Put every line of the records below into a JSON list of strings, one string per line, skipping blank lines. Leave the pictures out of the list.

___ Data records ___

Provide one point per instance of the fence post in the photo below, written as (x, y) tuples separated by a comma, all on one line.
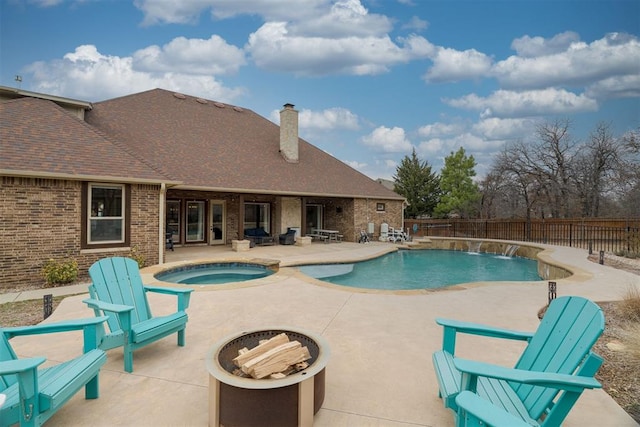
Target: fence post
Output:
[(552, 291), (47, 305), (570, 235)]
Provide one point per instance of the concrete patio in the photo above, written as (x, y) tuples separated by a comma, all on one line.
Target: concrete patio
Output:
[(379, 372)]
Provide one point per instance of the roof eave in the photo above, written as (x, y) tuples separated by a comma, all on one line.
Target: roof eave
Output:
[(81, 177), (283, 193)]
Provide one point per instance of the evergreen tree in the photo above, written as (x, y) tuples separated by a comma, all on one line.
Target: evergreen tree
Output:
[(460, 195), (418, 184)]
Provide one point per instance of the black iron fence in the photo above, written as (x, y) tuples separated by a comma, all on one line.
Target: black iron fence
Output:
[(596, 234)]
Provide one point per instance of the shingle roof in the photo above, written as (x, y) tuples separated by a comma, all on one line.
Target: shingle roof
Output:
[(213, 146), (40, 138)]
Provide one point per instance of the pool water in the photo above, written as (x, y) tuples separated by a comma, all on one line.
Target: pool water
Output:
[(425, 269), (214, 274)]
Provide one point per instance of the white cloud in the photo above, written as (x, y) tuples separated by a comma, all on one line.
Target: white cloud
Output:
[(615, 87), (331, 118), (325, 120), (390, 140), (440, 129), (345, 18), (579, 64), (417, 24), (191, 56), (356, 164), (88, 74), (501, 129), (530, 47), (451, 65), (188, 11), (505, 103), (273, 48)]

___

## Written solution
[
  "Provide one point per instance of the fence post in the photo below, written as (x, y) tuples separated by a comma, all on one line.",
  "Target: fence post",
  "Output:",
  "[(552, 291), (47, 305), (570, 235)]",
  "Provide one point per instance of the concrete patio in the photo above, written as (x, y) tuples separated by a comma, all on one line.",
  "Target: concrete patio",
  "Output:",
  "[(379, 372)]",
  "Provide one point per instance of the roof eave in the photo above, written as (x, y) tuples separated by a comma, all on one line.",
  "Target: roof eave",
  "Output:",
  "[(81, 177), (283, 193)]",
  "Provide one point per instance of the evergreen tree in the photo above, written as (x, y) tuples separated by a comma, all on one line.",
  "Target: evergreen tree",
  "Output:",
  "[(460, 195), (418, 184)]",
  "Provide one point per instance of the black iron fence in the photo above, written as (x, y) tuples separated by a comma, all on one line.",
  "Target: black iron fence",
  "Output:",
  "[(596, 234)]",
  "Provide one point per instance of the shingle roof in the photo above, written as (x, y) tuples separated by a comma, all on one line.",
  "Target: shingle roof",
  "Output:",
  "[(213, 146), (40, 138)]",
  "Provide one point per instance of the pool water in the photo above, written as (x, y) tuples separated by a comma, all on one line.",
  "Target: pool water",
  "Output:",
  "[(425, 269), (214, 274)]",
  "Provide one point per instance of the white cloud in the photo above, written as (x, y) tuples separated by a comma, all on one line.",
  "Target: white cloud",
  "Output:",
  "[(615, 87), (331, 118), (325, 120), (390, 140), (440, 129), (345, 18), (579, 64), (417, 24), (191, 56), (356, 164), (88, 74), (501, 129), (530, 47), (451, 65), (188, 11), (505, 103), (273, 48)]"
]